[Written instruction]
The data below needs to be returned exactly, line for line.

[Records supplied]

══════════

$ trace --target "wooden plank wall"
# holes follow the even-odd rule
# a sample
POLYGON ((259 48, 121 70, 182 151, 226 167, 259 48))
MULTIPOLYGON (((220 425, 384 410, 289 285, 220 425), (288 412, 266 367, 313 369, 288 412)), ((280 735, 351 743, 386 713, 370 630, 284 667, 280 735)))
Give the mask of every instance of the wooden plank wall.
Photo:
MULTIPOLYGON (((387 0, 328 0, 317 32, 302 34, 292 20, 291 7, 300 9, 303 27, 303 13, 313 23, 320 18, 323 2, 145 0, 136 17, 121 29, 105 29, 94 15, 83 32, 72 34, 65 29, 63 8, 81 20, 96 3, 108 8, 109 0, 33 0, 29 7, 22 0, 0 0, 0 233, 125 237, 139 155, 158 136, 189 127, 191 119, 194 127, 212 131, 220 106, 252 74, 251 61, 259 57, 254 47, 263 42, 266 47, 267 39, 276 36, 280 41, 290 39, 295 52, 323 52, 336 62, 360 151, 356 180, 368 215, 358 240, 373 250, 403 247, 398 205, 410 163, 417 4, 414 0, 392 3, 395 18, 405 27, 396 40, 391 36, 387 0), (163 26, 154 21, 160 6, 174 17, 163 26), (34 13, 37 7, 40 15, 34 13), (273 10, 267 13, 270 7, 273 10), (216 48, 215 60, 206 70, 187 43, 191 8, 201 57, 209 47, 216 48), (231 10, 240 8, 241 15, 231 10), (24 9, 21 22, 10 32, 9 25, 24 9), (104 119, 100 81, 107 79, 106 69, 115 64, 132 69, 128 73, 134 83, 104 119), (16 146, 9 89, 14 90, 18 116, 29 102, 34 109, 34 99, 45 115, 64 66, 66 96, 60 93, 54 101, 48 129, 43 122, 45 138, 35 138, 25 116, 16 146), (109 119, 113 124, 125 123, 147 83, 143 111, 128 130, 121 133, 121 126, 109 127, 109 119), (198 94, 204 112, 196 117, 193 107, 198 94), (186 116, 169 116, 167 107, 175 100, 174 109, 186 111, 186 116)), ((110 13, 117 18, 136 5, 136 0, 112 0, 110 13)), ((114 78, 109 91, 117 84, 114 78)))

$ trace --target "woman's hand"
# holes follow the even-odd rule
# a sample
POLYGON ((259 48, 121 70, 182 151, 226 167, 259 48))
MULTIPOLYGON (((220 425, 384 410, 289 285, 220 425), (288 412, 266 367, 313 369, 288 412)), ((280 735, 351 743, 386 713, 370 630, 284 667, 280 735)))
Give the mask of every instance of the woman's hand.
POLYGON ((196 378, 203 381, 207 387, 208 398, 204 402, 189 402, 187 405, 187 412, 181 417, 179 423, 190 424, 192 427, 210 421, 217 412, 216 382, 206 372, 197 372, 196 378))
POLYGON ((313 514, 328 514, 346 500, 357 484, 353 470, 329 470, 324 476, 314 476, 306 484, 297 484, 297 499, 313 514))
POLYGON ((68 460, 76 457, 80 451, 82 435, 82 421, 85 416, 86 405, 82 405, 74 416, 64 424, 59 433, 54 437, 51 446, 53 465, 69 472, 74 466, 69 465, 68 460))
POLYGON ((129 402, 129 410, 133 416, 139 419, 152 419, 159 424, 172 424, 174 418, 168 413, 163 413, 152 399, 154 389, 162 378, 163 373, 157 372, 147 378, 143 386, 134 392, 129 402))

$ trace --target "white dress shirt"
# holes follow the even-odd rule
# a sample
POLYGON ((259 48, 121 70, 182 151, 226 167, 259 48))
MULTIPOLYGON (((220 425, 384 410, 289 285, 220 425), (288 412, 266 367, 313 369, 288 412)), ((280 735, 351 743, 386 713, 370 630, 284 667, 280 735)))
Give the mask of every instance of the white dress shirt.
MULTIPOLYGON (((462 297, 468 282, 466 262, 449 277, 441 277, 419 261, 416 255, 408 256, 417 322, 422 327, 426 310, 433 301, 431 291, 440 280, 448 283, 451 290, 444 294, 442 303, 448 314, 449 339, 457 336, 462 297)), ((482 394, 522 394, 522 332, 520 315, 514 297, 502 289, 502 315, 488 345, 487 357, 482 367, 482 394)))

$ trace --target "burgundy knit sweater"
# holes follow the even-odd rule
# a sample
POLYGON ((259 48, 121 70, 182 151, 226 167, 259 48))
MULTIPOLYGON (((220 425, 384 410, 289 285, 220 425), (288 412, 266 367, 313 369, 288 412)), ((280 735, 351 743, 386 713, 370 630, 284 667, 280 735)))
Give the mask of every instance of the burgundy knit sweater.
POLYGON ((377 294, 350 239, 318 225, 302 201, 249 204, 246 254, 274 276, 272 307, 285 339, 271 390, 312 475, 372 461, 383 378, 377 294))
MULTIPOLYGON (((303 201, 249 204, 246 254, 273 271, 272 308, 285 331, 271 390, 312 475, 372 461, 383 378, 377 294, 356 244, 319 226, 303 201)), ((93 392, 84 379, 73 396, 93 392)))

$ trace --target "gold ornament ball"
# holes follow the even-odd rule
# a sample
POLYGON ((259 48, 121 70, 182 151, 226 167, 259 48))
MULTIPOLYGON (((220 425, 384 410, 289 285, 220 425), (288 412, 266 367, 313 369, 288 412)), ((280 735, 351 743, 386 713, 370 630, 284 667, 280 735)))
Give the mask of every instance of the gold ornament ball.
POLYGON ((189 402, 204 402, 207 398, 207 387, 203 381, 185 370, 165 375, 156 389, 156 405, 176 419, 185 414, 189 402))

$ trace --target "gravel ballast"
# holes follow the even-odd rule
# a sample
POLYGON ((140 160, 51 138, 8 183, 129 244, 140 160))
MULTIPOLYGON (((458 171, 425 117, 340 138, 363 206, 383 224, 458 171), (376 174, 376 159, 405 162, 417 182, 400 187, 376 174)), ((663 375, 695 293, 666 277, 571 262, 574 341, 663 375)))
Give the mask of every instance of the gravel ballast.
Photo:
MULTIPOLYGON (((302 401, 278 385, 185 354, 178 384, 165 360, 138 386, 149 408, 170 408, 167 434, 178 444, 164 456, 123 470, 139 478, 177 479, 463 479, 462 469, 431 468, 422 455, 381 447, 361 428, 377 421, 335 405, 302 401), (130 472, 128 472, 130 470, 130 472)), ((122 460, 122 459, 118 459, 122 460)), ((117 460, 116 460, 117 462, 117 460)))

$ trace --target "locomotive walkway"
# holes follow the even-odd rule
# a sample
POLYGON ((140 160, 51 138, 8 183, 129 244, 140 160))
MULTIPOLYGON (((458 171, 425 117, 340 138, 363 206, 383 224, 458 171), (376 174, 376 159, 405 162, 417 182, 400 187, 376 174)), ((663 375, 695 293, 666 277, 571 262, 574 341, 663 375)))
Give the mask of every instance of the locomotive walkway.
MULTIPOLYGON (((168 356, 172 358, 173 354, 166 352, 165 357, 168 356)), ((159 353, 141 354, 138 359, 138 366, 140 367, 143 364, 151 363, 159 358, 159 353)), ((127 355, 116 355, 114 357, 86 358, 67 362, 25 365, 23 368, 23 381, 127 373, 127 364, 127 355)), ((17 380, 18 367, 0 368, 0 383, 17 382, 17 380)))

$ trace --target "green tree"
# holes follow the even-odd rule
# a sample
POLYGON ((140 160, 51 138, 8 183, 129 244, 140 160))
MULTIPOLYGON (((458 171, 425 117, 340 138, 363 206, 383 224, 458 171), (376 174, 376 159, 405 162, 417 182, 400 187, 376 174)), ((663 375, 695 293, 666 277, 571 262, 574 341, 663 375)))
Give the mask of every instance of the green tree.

══════════

[Solution to the exercise]
$ trace --target "wooden plank wall"
# holes follow the even-odd rule
# a sample
POLYGON ((259 48, 121 70, 182 151, 226 167, 259 48))
MULTIPOLYGON (((220 425, 384 410, 289 285, 220 425), (288 412, 266 367, 313 369, 288 412)), ((280 735, 351 743, 386 713, 370 630, 284 667, 280 735)))
Give the mask of every instance of the wooden plank wall.
Photo:
MULTIPOLYGON (((387 0, 328 0, 317 32, 302 34, 292 20, 291 7, 300 9, 303 27, 303 13, 313 23, 320 18, 323 2, 145 0, 136 17, 121 29, 105 29, 94 15, 83 32, 72 34, 65 29, 63 8, 81 20, 96 3, 108 8, 109 0, 33 0, 29 7, 22 0, 0 0, 0 233, 125 237, 139 155, 158 136, 189 127, 191 119, 194 127, 212 131, 220 106, 252 74, 251 61, 259 57, 254 47, 263 42, 266 47, 267 39, 276 36, 280 41, 290 39, 295 52, 323 52, 336 62, 360 151, 356 180, 368 215, 358 240, 373 250, 403 247, 398 205, 410 163, 417 4, 414 0, 392 3, 395 18, 405 27, 396 40, 391 36, 387 0), (163 26, 154 21, 160 6, 174 17, 163 26), (34 13, 37 7, 40 15, 34 13), (273 10, 267 13, 270 7, 273 10), (216 48, 215 60, 206 70, 187 43, 191 8, 201 57, 209 47, 216 48), (231 10, 240 8, 241 15, 231 10), (24 9, 21 22, 10 32, 9 25, 24 9), (104 119, 100 81, 107 79, 106 69, 115 64, 132 69, 128 73, 134 83, 104 119), (16 146, 9 89, 14 90, 18 116, 29 102, 34 109, 34 99, 45 115, 64 66, 66 96, 60 93, 54 101, 48 129, 43 122, 45 138, 35 138, 25 116, 16 146), (109 119, 113 124, 125 123, 147 83, 143 111, 128 130, 121 133, 121 126, 109 127, 109 119), (198 94, 204 112, 196 117, 193 107, 198 94), (186 116, 169 116, 167 107, 175 100, 174 109, 186 111, 186 116)), ((110 13, 117 18, 136 5, 136 0, 112 0, 110 13)), ((114 78, 109 91, 117 84, 114 78)))

$ trace --target "woman's hand"
# holes follow the even-odd rule
# a sample
POLYGON ((259 48, 121 70, 182 151, 226 167, 259 48))
MULTIPOLYGON (((220 425, 384 410, 289 285, 220 425), (288 412, 266 367, 313 369, 288 412)), ((280 735, 351 743, 386 713, 370 630, 284 667, 280 735)))
Give the mask of every instance of the woman's hand.
POLYGON ((196 378, 203 381, 207 387, 208 398, 204 402, 189 402, 187 405, 187 412, 181 417, 179 423, 190 424, 192 427, 210 421, 217 412, 216 382, 206 372, 197 372, 196 378))
POLYGON ((313 514, 328 514, 346 500, 357 484, 353 470, 329 470, 324 476, 314 476, 306 484, 297 484, 297 499, 313 514))
POLYGON ((68 460, 76 457, 80 451, 82 435, 82 421, 85 416, 86 405, 82 405, 74 416, 64 424, 59 433, 54 437, 51 446, 53 465, 69 472, 74 466, 69 465, 68 460))
POLYGON ((129 402, 129 410, 133 416, 139 419, 152 419, 159 424, 172 424, 174 418, 168 413, 163 413, 152 399, 154 389, 162 378, 163 373, 157 372, 147 378, 143 386, 134 392, 129 402))

$ trace --target "white dress shirt"
# holes follow the even-odd rule
# a sample
POLYGON ((259 48, 121 70, 182 151, 226 167, 259 48))
MULTIPOLYGON (((220 425, 384 410, 289 285, 220 425), (288 412, 266 367, 313 369, 288 412)), ((280 735, 351 743, 386 713, 370 630, 284 667, 280 735)))
Give the mask of every instance of the white dress shirt.
MULTIPOLYGON (((462 297, 468 282, 466 262, 449 277, 441 277, 419 261, 416 255, 408 256, 417 322, 422 327, 426 310, 433 301, 431 291, 440 280, 448 283, 451 290, 444 294, 442 303, 448 314, 449 339, 457 336, 462 297)), ((482 394, 522 394, 522 332, 520 315, 514 297, 502 289, 502 315, 488 345, 487 357, 482 367, 482 394)))

$ trace --target "burgundy knit sweater"
# holes follow the even-odd rule
# a sample
POLYGON ((259 48, 121 70, 182 151, 226 167, 259 48))
MULTIPOLYGON (((220 425, 384 410, 289 285, 220 425), (288 412, 266 367, 313 369, 288 412)), ((280 735, 351 743, 386 713, 370 630, 284 667, 280 735)))
Give the mask of every instance of the burgundy knit sweater.
POLYGON ((377 294, 350 239, 318 225, 302 201, 249 204, 246 254, 274 276, 272 307, 285 339, 271 390, 312 475, 372 461, 383 378, 377 294))
MULTIPOLYGON (((303 201, 249 204, 246 254, 273 271, 272 308, 285 331, 271 390, 312 475, 372 461, 383 378, 377 294, 356 244, 319 226, 303 201)), ((93 392, 84 379, 73 396, 93 392)))

$ trace --target "gold ornament ball"
# holes follow the even-odd rule
# a sample
POLYGON ((259 48, 121 70, 182 151, 226 167, 259 48))
MULTIPOLYGON (((220 425, 384 410, 289 285, 220 425), (288 412, 266 367, 313 369, 288 412)), ((280 735, 351 743, 386 713, 370 630, 284 667, 280 735)))
Give the mask of every instance of the gold ornament ball.
POLYGON ((189 402, 204 402, 207 398, 207 387, 203 381, 185 370, 165 375, 156 389, 156 405, 176 419, 185 414, 189 402))

$ trace --target "gravel ballast"
# holes follow the even-odd rule
# a sample
POLYGON ((140 160, 51 138, 8 183, 129 244, 140 160))
MULTIPOLYGON (((458 171, 425 117, 340 138, 363 206, 383 224, 458 171), (376 174, 376 159, 405 162, 417 182, 400 187, 376 174)), ((663 375, 695 293, 666 277, 571 262, 574 341, 663 375)))
Give the mask of every instance of the gravel ballast.
Photo:
MULTIPOLYGON (((302 401, 278 385, 185 354, 178 384, 165 360, 138 386, 149 408, 170 408, 167 434, 178 444, 164 456, 123 470, 139 478, 177 479, 463 479, 462 469, 431 468, 422 455, 381 447, 361 428, 377 421, 335 405, 302 401), (130 472, 128 472, 130 470, 130 472)), ((122 460, 122 459, 118 459, 122 460)), ((117 460, 116 460, 117 462, 117 460)))

$ trace --target "locomotive walkway"
# holes follow the even-odd rule
# a sample
POLYGON ((140 160, 51 138, 8 183, 129 244, 140 160))
MULTIPOLYGON (((458 171, 425 117, 340 138, 363 206, 383 224, 458 171), (376 174, 376 159, 405 162, 417 182, 400 187, 376 174)), ((663 375, 695 293, 666 277, 571 262, 574 341, 663 375)))
Give the mask of every instance of the locomotive walkway.
MULTIPOLYGON (((168 356, 172 358, 173 354, 166 352, 165 357, 168 356)), ((159 353, 141 354, 138 359, 138 366, 140 367, 143 364, 151 363, 159 358, 159 353)), ((127 355, 116 355, 114 357, 86 358, 67 362, 25 365, 23 368, 23 381, 127 373, 127 364, 127 355)), ((17 380, 18 367, 0 368, 0 383, 17 382, 17 380)))

$ trace --target "green tree"
# holes follow the even-odd rule
# a sample
POLYGON ((140 160, 51 138, 8 183, 129 244, 140 160))
MULTIPOLYGON (((458 171, 425 117, 340 138, 363 206, 383 224, 458 171), (376 174, 376 159, 405 162, 417 182, 400 187, 376 174)), ((663 375, 695 293, 666 277, 571 262, 574 341, 663 375)))
Give the mask of every instance of the green tree.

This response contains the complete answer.